Task brief: All of the listing should be transcribed exactly.

Data extract:
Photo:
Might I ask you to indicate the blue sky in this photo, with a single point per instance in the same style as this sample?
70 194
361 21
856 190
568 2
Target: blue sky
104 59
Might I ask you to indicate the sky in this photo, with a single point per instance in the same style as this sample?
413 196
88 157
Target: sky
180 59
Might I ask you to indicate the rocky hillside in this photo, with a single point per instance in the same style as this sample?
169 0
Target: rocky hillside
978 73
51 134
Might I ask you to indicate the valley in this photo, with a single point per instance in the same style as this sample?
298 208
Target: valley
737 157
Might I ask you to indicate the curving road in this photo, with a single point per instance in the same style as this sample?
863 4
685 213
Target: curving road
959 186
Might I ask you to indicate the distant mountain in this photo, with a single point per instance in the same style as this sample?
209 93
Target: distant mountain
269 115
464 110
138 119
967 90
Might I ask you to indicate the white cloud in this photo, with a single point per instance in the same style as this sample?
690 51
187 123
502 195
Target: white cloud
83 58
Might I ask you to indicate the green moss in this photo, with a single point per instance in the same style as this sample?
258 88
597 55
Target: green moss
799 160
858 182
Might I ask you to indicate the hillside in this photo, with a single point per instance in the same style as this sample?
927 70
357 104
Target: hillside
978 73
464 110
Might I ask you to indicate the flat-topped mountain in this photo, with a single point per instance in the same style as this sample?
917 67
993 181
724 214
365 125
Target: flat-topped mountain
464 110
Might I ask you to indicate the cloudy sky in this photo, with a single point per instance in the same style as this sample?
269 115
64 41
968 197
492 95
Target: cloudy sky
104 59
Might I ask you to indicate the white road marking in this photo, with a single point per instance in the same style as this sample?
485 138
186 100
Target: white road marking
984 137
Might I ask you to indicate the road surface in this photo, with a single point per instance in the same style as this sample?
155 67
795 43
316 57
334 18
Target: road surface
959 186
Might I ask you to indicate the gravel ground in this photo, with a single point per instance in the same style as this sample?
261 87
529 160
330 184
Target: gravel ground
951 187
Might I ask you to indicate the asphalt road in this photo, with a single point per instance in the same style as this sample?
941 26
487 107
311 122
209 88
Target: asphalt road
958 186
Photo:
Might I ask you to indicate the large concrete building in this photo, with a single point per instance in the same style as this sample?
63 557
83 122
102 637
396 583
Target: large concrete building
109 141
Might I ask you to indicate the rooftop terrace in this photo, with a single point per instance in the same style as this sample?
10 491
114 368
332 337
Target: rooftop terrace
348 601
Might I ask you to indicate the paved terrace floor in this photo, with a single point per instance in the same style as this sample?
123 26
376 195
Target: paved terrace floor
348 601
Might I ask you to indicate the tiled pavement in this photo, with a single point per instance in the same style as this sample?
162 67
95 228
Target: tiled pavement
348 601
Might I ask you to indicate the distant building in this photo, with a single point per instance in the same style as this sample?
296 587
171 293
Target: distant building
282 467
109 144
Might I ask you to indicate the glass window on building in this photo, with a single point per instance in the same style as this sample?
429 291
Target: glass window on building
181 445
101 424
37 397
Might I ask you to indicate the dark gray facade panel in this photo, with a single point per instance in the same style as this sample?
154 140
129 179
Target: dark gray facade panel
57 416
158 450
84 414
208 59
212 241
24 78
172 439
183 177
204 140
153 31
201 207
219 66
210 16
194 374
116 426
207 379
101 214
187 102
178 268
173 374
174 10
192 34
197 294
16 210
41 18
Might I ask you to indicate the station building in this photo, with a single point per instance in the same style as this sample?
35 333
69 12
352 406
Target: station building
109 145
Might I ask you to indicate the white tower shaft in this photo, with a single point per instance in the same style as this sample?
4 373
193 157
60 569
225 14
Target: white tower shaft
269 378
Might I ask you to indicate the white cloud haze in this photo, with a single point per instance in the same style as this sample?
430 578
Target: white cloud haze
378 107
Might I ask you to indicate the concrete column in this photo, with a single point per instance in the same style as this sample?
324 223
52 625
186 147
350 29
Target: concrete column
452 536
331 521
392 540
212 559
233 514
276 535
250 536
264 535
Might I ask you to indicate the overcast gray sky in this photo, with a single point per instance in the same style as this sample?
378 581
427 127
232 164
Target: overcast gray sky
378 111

Written answer:
Photo:
Might I ask you to indicate the blue sky in this photo, with a single point per instance in the same style as this sample?
70 194
361 21
856 190
568 2
Target: blue sky
104 59
Might I ask you to indicate the sky in this photo, with a single point per instance in the same style as this sample?
413 196
88 157
Target: sky
180 59
Might I ask you to indicate the rocky hillside in this photo, with a single point per instance in the same style as this sample?
169 0
Target: rocky hillside
978 73
51 134
Might I ask you to indicate the valley in this photo, with a single point per instance in the same style as this sample?
298 208
Target: valley
737 157
Might I ask you to indicate the curving road in this photo, with a single point per instance in the same style as this sample?
863 4
685 213
Target: curving road
959 186
Might I ask you to indicate the distant mountain in this photo, with a single point per instance in the same style as this sample?
209 93
Target: distant mountain
269 115
464 110
138 119
967 90
Might I ask you to indicate the white cloud in this photo, with a single point per instance in the same style as this sample?
690 51
187 123
502 195
Target: white cloud
83 58
Might I ask you to indicate the green moss in this photo, with a single point per instance in the same style as this sample?
258 88
597 55
Target: green moss
799 160
858 182
Might I ask you to indicate the hillside in this photo, with a single point per instance in the same style as this sample?
927 70
357 104
Target: hillside
978 73
464 110
Might I ask you to indicate the flat-topped mountain in this photo, with a single point per instance in the same style as this sample?
917 67
993 181
724 214
365 125
Target: flat-topped mountain
464 110
Might I ask you to indicate the cloudy sky in this photo, with a single point per instance in the same style as this sample?
269 115
64 41
968 197
492 95
Target: cloudy sky
104 59
Might I ask you to indicate the white road marking in this photo, with a single point per instance in the same style as this sample?
485 138
186 100
Target: white road marking
984 137
Might I ask you to indicate the road surface in this photo, with a single point per instance in the same style as this sample?
155 67
795 43
316 57
334 18
Target: road surface
959 186
Might I ask you to indicate the gravel ground in this photo, with a single point per instance in the same style as this sample?
261 87
529 160
330 184
Target: gravel ground
951 187
Might I ask you to indicate the asphalt road in this photo, with a single point per instance in the same style as this sample?
941 26
487 107
311 122
209 88
Target: asphalt road
958 186
Photo:
Might I ask you to indicate the large concrete building in this photo, with a single point per instance in the same style as this sample?
63 557
83 122
102 637
396 583
Target: large concrete building
109 141
Might I ask you to indicate the rooftop terrace in this photo, with a single point per instance in the same style as this sample?
10 491
114 368
332 337
Target: rooftop terrace
348 601
Might I ask you to indicate the paved terrace floor in this photo, with a single point per instance in the same style as this sample?
123 26
376 195
Target: paved terrace floor
348 601
Might I ask you to indicate the tiled pavement in this photo, with a single point per instance in the same style as this sample?
162 67
95 228
Target: tiled pavement
348 601
Might I ask you to indicate the distant building in this photo, with a single point per instance in the same style as this sample?
296 587
171 293
Target: distant building
282 467
109 144
Might I ask you to indicate the glass window on building in this photo, with a single point per instance in the same style as this sample?
429 291
Target: glass window on building
181 445
101 424
37 397
Might I ask you to indicate the dark gray facade panel in this photo, with a single point per instance in the same style as this sample?
154 140
129 179
Target: dark gray facade panel
57 416
158 450
84 414
208 59
212 241
24 78
172 439
183 177
204 140
153 31
201 207
219 66
210 16
194 374
116 426
207 379
101 214
187 102
178 268
173 374
174 10
192 34
197 294
16 210
41 18
Might I ask you to indicate the station building in this photo, with a single point per instance in the same style as this sample?
35 333
69 12
352 406
Target: station building
109 145
Might I ask you to indicate the white tower shaft in this photo, with a single point per instance in the same style as this sample?
4 373
193 157
60 569
225 14
Target: white tower shaft
269 378
Might I ask you to indicate the white cloud haze in this photo, with a single point per instance in the same style as this sample?
430 578
Target: white cloud haze
378 107
Might I ask you to indicate the concrete column in this photo, with a single point per instance in the same style as this sample?
324 223
52 625
186 147
350 29
Target: concrete column
452 536
331 521
392 540
212 559
233 514
276 535
250 536
264 535
Might I ask you to indicate the overcast gray sky in this photo, with a single point per instance in the same style as this sample?
378 581
427 127
232 164
Target: overcast gray sky
378 111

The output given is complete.